- [WHAT THE TASK ASKS]: Render the part of the listing below that opens with the line containing "Could you please segment every instance of the sheet" and runs through the end of the listing as a JSON list of strings, one per line, with blank lines left out.
#####
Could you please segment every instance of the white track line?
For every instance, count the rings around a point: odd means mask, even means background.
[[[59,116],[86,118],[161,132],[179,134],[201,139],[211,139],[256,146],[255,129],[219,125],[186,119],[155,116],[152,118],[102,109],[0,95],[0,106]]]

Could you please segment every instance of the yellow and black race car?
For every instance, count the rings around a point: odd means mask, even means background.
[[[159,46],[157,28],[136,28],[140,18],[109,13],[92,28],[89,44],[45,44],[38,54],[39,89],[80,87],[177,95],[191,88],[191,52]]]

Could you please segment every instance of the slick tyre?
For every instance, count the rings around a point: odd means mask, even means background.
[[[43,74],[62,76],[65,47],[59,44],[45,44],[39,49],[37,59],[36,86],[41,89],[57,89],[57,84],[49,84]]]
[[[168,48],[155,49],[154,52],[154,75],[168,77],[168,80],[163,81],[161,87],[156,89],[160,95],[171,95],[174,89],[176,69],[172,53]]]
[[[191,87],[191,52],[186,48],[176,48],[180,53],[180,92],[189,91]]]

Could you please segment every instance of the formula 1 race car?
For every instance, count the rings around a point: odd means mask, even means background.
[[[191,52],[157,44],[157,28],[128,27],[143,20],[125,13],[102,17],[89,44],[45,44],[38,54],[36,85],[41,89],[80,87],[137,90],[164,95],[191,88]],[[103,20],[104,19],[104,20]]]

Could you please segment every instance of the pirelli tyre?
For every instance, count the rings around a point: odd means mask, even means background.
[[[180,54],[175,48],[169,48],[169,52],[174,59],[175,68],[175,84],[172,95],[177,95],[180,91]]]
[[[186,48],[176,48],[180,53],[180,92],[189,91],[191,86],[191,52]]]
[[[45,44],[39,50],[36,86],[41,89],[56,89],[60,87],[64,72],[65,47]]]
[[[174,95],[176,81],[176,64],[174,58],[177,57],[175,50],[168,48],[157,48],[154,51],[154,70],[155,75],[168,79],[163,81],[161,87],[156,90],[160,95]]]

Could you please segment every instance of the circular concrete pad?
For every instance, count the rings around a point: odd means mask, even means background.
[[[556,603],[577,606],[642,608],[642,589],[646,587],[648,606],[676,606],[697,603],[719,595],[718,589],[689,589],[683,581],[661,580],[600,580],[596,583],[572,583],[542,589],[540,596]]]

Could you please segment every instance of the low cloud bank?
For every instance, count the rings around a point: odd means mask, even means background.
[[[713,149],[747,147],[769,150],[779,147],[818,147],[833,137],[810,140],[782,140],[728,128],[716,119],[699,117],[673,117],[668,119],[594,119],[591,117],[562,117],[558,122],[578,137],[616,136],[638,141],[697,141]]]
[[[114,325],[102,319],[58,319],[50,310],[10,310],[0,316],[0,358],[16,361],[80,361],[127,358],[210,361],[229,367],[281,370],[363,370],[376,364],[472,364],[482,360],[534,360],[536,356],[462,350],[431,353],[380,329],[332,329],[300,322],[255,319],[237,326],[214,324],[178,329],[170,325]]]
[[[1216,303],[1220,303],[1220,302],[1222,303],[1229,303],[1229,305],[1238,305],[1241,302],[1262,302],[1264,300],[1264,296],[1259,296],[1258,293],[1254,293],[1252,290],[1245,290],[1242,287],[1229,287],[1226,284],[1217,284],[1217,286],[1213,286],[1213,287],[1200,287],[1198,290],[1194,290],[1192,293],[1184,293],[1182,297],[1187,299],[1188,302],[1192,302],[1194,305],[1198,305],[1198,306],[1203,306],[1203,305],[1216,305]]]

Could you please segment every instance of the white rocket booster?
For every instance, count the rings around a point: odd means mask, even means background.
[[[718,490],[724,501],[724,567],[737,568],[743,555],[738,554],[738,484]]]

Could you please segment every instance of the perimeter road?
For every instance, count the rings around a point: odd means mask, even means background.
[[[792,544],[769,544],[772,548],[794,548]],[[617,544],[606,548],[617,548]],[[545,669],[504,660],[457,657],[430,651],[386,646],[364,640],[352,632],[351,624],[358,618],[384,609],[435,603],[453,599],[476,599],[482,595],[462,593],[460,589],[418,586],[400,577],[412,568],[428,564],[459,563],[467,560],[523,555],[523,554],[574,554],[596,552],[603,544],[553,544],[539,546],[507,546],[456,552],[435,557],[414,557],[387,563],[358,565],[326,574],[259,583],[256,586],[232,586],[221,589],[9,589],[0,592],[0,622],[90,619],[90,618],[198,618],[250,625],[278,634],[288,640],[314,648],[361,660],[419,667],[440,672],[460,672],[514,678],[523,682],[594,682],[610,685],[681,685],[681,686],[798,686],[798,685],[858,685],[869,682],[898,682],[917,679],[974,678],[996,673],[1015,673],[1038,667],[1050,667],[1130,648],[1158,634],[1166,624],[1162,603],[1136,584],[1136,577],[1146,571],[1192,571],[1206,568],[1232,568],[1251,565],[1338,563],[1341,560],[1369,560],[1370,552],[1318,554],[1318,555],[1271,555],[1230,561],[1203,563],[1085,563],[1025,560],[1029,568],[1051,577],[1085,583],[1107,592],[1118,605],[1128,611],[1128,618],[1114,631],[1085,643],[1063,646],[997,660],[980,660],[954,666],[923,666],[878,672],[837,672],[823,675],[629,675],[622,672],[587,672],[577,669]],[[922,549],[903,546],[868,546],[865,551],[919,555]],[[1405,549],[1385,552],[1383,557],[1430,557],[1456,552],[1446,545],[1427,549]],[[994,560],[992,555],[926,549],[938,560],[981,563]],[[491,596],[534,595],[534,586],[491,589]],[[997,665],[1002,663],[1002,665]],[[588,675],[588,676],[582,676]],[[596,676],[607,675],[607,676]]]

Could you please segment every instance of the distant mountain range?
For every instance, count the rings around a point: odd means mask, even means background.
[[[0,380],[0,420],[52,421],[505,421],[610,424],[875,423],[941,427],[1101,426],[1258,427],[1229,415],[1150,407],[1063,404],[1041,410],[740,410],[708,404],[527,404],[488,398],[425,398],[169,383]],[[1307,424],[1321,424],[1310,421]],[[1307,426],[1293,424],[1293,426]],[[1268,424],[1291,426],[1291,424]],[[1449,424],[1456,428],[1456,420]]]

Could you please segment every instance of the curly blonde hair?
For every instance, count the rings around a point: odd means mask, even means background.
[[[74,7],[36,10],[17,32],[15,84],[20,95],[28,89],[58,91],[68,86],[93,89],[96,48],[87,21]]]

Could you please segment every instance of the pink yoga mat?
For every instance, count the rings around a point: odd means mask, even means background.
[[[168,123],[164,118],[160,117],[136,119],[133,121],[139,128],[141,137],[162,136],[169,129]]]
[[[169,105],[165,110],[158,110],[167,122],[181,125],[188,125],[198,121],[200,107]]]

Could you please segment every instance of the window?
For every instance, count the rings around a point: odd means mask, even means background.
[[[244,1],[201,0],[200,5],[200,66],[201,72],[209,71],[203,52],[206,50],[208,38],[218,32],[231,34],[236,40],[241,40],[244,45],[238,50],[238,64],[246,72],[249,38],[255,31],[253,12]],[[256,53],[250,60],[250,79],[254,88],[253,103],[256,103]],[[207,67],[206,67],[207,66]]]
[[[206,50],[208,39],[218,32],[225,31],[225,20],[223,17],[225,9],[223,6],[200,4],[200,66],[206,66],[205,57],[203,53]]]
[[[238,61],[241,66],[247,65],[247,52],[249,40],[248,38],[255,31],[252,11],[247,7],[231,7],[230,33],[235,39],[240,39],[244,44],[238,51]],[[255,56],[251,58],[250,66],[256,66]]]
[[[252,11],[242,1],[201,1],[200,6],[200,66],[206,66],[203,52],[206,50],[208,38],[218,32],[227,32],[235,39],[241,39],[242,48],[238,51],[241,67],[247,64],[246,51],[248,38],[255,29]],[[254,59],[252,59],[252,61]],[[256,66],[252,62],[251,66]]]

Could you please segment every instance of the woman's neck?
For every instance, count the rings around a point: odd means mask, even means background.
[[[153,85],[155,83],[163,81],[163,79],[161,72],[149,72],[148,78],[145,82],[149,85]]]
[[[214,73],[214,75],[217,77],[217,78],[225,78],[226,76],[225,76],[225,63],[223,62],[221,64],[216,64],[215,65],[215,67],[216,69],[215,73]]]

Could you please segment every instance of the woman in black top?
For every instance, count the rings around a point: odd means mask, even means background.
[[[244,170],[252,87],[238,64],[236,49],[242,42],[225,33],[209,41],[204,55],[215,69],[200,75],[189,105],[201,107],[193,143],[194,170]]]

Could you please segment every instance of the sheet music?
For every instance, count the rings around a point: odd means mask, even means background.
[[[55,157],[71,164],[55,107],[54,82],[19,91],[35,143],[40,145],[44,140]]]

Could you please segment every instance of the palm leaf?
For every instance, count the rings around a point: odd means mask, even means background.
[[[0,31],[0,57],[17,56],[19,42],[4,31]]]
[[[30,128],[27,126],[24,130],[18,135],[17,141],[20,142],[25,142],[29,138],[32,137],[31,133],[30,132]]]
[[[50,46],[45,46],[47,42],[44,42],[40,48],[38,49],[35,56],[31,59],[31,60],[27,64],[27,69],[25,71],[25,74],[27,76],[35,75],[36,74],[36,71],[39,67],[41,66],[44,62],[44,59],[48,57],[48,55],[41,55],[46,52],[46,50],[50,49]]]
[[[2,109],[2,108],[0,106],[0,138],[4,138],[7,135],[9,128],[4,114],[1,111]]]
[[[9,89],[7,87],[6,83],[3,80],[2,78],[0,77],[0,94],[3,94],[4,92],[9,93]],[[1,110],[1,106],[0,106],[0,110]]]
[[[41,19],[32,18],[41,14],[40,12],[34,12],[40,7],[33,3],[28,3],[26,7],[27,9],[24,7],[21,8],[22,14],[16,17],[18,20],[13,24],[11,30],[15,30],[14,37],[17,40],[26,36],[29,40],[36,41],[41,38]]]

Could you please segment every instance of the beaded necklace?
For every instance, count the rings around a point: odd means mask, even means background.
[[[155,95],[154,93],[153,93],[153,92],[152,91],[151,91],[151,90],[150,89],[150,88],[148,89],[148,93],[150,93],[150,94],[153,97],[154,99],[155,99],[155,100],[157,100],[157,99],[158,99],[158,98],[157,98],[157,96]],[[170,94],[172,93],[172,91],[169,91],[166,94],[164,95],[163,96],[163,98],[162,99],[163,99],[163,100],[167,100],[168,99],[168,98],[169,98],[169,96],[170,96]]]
#####
- [COMPLETE OUTPUT]:
[
  "Could you please segment every instance of the sheet music?",
  "For every instance, count the rings around a point: odd means mask, even means background.",
  "[[[55,157],[71,164],[55,107],[54,82],[19,91],[35,143],[40,145],[44,140]]]",
  "Could you please segment every instance of the palm leaf?",
  "For every instance, count the rings around a point: odd means mask, even means background.",
  "[[[0,31],[0,57],[17,56],[19,42],[4,31]]]",
  "[[[30,128],[27,126],[24,130],[18,135],[17,141],[20,142],[25,142],[29,138],[32,137],[31,133],[30,132]]]",
  "[[[50,46],[45,46],[47,42],[44,42],[40,48],[38,49],[35,56],[31,59],[31,60],[27,64],[27,69],[25,71],[25,74],[27,76],[35,75],[36,74],[36,71],[39,67],[41,66],[44,62],[44,59],[48,57],[48,55],[41,55],[46,52],[46,50],[50,49]]]",
  "[[[2,109],[2,108],[0,106],[0,138],[4,138],[7,135],[9,128],[4,114],[1,111]]]",
  "[[[9,89],[7,87],[6,83],[3,80],[2,78],[0,77],[0,94],[3,94],[4,92],[9,93]],[[1,110],[1,106],[0,106],[0,110]]]",
  "[[[41,19],[32,18],[41,14],[40,12],[34,12],[40,7],[33,3],[28,3],[26,7],[27,9],[24,7],[21,8],[22,14],[16,17],[18,20],[13,24],[11,30],[15,30],[14,37],[17,40],[26,36],[29,40],[36,41],[41,38]]]",
  "Could you please segment every instance of the beaded necklace?",
  "For every instance, count the rings around a point: odd means mask, even means background.",
  "[[[155,95],[154,93],[153,93],[153,92],[152,91],[151,91],[151,90],[150,89],[150,88],[148,89],[148,93],[150,93],[150,94],[153,97],[154,99],[155,99],[155,100],[157,100],[157,99],[158,99],[158,98],[157,98],[157,96]],[[170,94],[172,93],[172,91],[169,91],[166,94],[164,95],[163,96],[163,98],[162,99],[163,99],[163,100],[167,100],[168,99],[168,98],[169,98],[169,96],[170,96]]]"
]